Goal of the exercise: Return every entry exactly. Leave nothing out.

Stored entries
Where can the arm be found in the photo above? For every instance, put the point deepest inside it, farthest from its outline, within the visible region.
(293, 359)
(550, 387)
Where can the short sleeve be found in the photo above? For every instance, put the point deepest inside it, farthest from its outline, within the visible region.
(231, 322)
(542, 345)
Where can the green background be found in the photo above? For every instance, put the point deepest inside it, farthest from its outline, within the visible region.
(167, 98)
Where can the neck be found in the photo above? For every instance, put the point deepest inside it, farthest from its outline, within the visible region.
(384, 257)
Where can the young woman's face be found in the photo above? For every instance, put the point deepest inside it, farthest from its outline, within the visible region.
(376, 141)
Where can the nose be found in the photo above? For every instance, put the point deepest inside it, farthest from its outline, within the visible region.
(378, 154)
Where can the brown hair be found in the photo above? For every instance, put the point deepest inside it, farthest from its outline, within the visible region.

Output of the exercise:
Where can the arm be found in the photo above? For every instance, put the point deepest inside it, farthest from its outline, within the visible region.
(293, 359)
(550, 387)
Where can the short sleeve be found in the photo above? For every instance, put the point deepest inside it, farthest from its outline, within the visible region.
(231, 322)
(542, 345)
Where can the green background be found in the photo above? For every instance, put the point deepest inside it, farthest from its outline, within the visible region.
(167, 98)
Where can the neck be found in the photo above? For every instance, put the point deepest inside it, farthest from its outline, within the visible region.
(384, 257)
Where can the young woman's face be found in the photo above? For every instance, put the point deepest inside it, farthest from its outline, within the visible region.
(376, 141)
Where can the nose be found in the photo above? For every instance, put the point deepest inside it, farthest from its outline, within the visible region.
(378, 154)
Where can the brown hair be found in the photo above? For every instance, put the point deepest inside it, farthest from its outline, within the visible region.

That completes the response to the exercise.